Biden, alone at the top table as the UN withers
Global power shifts to smaller groups

Come september, come the gridlock to Manhattan as leaders gather for the un General Assembly. This year, though, there was less grandeur to it. President Joe Biden was the only leader of the big five permanent members of the Security Council to show up. This gave him more freedom to show a way through what he calls “an inflection point in world history”. And Ukraine’s president, Volodymyr Zelensky, took the spotlight, warning that Russia’s invasion threatened all: “Many seats in the General Assembly Hall may become empty if Russia succeeds.”
Granted, Xi Jinping and Vladimir Putin rarely attend the talkfest. The Russian leader is anyhow indicted for war crimes. The surprise was that Rishi Sunak and Emmanuel Macron, the British and French leaders, passed up the un stage. Blame summit fatigue—both European leaders were in Delhi earlier this month for the g20 summit hosted by Narendra Modi (who also skipped New York). Or blame concerns at home, as Mr Sunak weakened green pledges and Mr Macron hosted the pope and the British king.
Yet the no-shows point to deep malaise at the un, paralysed by the war in Ukraine, the rivalry between America and China and the outdated but unreformable Security Council. “Our world is becoming unhinged,” lamented the un secretary-general, António Guterres. “Geopolitical tensions are rising. Global challenges are mounting. And we seem incapable of coming together to respond.” His cry barely caused a stir.
Some think the looser g20, whose economies account for four-fifths of global output, is the better venue to seek global solutions. America regards the smaller g7 group of industrialised countries as “the steering committee of the major democracies”, where its allies can best respond to Russia and China. And though China seeks to bend the un to its liking , Mr Xi is keen to bulk up the brics group of developing countries.
========
Objectives:
**a.** In the article on the UN General Assembly, which leader was the only one from the five permanent members of the Security Council to attend?
**b.** Reproduce the stretch of the UN article from "Some think the" through "of developing countries.".

Extracted records:
========
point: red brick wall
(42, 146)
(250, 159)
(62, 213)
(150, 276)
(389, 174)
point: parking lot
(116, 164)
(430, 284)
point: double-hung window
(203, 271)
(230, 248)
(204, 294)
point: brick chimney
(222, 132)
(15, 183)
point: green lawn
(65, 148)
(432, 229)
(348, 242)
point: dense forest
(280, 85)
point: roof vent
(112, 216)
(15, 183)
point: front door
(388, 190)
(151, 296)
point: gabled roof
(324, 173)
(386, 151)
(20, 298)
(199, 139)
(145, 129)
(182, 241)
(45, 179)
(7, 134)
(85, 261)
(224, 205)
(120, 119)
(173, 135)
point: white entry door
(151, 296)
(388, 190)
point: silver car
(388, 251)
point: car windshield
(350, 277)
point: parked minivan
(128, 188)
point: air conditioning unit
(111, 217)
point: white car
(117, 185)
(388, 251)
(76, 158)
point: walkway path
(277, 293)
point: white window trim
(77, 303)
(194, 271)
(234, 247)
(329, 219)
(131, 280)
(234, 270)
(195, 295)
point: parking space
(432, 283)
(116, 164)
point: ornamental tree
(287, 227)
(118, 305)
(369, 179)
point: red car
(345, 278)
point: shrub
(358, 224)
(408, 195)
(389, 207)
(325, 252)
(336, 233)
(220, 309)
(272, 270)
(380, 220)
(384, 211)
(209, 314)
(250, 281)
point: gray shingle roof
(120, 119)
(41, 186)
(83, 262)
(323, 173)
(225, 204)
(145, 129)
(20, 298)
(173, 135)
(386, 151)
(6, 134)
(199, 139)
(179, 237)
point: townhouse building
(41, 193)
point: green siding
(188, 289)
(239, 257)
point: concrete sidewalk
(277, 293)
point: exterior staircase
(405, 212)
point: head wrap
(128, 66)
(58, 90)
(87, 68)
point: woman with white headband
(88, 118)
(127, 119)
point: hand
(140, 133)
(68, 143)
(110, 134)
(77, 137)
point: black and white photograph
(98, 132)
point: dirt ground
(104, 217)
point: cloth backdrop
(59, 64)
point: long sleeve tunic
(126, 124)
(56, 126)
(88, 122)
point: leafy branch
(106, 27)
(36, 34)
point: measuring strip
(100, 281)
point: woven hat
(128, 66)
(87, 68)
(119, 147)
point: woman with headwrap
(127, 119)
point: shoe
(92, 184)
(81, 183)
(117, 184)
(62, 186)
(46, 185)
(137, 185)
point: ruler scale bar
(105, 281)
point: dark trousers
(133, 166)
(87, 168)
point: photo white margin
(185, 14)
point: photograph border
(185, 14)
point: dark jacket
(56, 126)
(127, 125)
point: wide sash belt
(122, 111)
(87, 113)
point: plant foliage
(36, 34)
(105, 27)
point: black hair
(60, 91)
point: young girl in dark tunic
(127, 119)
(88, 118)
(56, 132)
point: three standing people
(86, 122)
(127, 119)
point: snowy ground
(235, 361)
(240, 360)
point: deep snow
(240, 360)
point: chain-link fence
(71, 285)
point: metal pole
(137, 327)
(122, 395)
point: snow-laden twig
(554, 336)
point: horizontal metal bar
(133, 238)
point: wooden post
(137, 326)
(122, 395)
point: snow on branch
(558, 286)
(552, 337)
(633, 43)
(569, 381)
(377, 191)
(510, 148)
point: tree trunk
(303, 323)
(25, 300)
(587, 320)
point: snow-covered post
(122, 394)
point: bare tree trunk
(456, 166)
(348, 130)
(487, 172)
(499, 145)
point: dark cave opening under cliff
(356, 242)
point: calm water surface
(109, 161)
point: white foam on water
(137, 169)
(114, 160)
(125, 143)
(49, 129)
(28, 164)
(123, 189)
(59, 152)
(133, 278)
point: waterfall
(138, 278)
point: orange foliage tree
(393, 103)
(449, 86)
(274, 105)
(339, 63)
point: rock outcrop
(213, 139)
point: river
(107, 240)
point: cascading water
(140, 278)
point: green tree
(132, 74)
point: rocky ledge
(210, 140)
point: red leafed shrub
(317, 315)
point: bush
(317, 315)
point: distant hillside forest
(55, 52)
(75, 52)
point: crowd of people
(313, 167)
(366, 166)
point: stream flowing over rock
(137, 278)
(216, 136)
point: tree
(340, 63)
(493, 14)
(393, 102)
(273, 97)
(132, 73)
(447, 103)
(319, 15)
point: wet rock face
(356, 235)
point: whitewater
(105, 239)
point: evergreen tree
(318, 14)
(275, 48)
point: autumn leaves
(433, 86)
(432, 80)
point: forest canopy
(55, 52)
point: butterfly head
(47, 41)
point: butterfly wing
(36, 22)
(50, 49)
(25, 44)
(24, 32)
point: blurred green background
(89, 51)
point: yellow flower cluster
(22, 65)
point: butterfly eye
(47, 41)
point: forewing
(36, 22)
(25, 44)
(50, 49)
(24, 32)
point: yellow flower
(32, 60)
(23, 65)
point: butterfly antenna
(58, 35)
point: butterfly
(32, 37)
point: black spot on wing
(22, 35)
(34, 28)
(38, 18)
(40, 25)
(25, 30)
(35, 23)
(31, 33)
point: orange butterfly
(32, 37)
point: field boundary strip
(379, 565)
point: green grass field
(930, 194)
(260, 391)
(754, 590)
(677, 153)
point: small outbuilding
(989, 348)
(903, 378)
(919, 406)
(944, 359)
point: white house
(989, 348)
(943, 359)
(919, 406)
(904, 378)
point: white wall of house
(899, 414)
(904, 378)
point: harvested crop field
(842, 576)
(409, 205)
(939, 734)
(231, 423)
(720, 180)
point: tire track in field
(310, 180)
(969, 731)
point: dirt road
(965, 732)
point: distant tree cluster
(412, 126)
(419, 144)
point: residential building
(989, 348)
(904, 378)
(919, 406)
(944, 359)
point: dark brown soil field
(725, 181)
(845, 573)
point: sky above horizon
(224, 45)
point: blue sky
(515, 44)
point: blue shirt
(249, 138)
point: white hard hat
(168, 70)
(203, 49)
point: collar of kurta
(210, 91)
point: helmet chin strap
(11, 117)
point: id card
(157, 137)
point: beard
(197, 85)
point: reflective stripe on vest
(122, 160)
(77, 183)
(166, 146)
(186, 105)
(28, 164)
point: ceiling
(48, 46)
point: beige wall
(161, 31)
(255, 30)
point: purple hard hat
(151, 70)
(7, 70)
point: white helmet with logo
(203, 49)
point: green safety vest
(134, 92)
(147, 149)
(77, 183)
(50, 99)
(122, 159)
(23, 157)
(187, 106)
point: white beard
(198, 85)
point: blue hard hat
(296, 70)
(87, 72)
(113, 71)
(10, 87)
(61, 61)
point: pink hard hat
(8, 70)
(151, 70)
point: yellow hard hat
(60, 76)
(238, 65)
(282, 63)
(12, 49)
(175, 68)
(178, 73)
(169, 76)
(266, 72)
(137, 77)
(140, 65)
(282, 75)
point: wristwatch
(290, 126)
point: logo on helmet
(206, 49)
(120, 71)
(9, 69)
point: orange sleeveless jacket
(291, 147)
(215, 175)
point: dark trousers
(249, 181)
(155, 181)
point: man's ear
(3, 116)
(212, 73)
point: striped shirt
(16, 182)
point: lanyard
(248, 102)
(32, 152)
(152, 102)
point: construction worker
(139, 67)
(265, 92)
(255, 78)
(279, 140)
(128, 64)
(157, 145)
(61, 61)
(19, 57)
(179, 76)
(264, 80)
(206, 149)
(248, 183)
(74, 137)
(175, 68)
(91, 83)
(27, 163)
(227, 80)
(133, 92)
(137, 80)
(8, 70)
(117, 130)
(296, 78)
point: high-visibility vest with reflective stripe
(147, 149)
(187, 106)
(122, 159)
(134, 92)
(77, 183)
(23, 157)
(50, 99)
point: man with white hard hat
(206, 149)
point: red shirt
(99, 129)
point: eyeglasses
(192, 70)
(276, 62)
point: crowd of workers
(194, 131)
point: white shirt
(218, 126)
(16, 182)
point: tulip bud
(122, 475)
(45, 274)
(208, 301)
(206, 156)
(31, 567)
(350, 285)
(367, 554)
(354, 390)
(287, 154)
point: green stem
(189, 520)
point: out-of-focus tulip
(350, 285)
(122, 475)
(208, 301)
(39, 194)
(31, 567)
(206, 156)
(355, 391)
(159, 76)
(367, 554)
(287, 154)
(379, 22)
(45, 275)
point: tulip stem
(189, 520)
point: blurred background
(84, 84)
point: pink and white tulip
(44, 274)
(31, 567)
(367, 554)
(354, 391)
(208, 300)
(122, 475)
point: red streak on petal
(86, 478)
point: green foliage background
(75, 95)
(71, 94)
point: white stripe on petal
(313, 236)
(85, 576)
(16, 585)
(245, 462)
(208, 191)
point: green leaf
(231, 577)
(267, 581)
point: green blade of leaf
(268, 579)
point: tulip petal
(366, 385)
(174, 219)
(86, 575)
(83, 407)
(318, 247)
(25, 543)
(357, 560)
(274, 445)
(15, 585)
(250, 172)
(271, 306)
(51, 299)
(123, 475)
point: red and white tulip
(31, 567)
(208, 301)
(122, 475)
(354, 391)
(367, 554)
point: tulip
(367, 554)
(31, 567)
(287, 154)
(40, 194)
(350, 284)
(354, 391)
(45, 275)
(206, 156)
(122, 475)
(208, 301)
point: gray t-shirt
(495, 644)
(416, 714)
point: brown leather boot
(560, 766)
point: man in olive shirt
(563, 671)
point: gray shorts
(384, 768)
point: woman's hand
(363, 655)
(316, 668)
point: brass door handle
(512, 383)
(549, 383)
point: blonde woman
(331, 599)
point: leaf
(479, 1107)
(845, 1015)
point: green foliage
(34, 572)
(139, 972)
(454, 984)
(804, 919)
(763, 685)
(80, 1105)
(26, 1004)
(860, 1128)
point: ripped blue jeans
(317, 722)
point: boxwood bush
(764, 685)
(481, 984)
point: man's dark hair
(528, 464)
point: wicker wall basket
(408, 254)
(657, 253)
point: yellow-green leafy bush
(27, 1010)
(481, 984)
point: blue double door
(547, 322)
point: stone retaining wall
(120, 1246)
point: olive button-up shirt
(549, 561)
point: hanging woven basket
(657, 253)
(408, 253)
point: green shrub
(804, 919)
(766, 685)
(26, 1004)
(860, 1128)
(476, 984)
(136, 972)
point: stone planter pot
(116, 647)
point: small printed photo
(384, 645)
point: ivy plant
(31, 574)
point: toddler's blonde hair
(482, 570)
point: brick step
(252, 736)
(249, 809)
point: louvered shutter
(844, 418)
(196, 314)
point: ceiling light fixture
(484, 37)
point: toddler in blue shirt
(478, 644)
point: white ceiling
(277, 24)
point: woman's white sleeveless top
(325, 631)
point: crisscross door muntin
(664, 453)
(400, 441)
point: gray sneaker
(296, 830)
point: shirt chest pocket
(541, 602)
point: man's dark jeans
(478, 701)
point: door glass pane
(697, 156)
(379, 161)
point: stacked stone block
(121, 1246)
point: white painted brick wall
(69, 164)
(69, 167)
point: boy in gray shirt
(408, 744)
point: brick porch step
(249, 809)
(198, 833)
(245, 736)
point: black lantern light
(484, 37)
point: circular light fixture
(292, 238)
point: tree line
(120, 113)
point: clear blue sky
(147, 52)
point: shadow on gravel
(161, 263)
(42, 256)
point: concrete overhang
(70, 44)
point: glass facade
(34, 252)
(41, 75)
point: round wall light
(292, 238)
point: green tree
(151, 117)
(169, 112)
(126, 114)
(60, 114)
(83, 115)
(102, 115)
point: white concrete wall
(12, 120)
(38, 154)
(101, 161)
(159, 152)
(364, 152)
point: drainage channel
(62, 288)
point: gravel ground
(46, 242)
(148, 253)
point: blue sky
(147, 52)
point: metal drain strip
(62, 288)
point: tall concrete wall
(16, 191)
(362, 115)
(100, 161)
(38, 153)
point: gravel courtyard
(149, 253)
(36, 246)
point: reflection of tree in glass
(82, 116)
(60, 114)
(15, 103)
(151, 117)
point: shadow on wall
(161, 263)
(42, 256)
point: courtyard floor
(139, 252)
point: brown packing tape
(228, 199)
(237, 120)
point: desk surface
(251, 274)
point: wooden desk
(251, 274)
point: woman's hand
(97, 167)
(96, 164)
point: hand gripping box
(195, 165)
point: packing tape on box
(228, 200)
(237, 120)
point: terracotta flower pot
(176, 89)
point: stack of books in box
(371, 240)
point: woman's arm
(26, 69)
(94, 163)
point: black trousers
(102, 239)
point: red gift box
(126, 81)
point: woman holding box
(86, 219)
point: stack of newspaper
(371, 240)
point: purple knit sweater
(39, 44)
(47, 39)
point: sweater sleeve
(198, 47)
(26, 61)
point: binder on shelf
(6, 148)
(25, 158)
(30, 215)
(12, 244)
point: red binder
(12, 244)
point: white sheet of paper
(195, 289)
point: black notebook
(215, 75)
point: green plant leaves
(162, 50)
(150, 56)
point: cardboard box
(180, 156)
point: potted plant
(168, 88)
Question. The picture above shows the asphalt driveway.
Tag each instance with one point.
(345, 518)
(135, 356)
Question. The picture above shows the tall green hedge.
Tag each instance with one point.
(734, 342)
========
The answers:
**a.** President Joe Biden

**b.**
Some think the looser g20, whose economies account for four-fifths of global output, is the better venue to seek global solutions. America regards the smaller g7 group of industrialised countries as “the steering committee of the major democracies”, where its allies can best respond to Russia and China. And though China seeks to bend the un to its liking , Mr Xi is keen to bulk up the brics group of developing countries.